Im Bereich der Behandlung von Kinder- und Jugendlichen, die das 18. Lebensjahr noch nicht vollendet haben und damit noch nicht geschäftsfähig sind, müssen die Sorgeberechtigten bzw. der allein Sorgeberechtigte einer Ausfallhonorarvereinbarung zustimmen. Sie sind also über die Ausfallhonorarvereinbarung aufzuklären, müssen diese unterschreiben und ein Exemplar ausgehändigt bekommen.

Bevor die gerichtliche Geltendmachung durch Psychotherapeuten in die Wege geleitet wird, sollten Konflikte über Ausfallhonorare innerhalb der Behandlung thematisiert werden. Dabei sind die Einwirkung auf den therapeutischen Prozess, die Auswirkungen auf das Wohl der Patienten sowie die Verantwortung der Psychotherapeuten in die Überlegungen einzubeziehen.

(Arbeitsauftrag)
Gib aus dem Text über Ausfallhonorare den Abschnitt von „Im Bereich der“ bis einschließlich „die Überlegungen einzubeziehen.“ wortgetreu wieder.

(Gespeicherte Dateneinträge)
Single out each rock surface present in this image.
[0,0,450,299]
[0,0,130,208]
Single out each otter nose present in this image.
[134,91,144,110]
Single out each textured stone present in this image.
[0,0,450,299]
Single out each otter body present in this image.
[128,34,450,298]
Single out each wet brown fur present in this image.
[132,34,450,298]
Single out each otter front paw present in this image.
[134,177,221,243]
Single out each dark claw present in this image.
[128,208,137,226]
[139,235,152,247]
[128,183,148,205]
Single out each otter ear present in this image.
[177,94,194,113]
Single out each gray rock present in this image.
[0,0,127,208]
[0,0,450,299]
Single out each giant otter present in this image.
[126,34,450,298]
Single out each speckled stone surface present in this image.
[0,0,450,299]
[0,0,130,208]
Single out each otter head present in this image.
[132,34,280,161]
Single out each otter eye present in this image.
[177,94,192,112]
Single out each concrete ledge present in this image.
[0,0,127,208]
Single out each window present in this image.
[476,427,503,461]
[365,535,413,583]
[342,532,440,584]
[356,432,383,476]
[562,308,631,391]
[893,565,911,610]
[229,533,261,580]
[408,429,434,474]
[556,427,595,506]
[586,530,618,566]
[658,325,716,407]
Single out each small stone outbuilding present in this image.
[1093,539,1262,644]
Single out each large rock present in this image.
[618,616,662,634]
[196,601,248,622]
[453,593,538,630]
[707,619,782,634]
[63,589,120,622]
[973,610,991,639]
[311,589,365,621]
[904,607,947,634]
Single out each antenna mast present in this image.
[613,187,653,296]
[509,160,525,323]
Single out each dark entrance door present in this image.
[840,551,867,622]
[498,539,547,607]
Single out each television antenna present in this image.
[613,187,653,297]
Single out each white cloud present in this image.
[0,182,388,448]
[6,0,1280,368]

(Ergebnis der Übung)
Im Bereich der Behandlung von Kinder- und Jugendlichen, die das 18. Lebensjahr noch nicht vollendet haben und damit noch nicht geschäftsfähig sind, müssen die Sorgeberechtigten bzw. der allein Sorgeberechtigte einer Ausfallhonorarvereinbarung zustimmen. Sie sind also über die Ausfallhonorarvereinbarung aufzuklären, müssen diese unterschreiben und ein Exemplar ausgehändigt bekommen.

Bevor die gerichtliche Geltendmachung durch Psychotherapeuten in die Wege geleitet wird, sollten Konflikte über Ausfallhonorare innerhalb der Behandlung thematisiert werden. Dabei sind die Einwirkung auf den therapeutischen Prozess, die Auswirkungen auf das Wohl der Patienten sowie die Verantwortung der Psychotherapeuten in die Überlegungen einzubeziehen.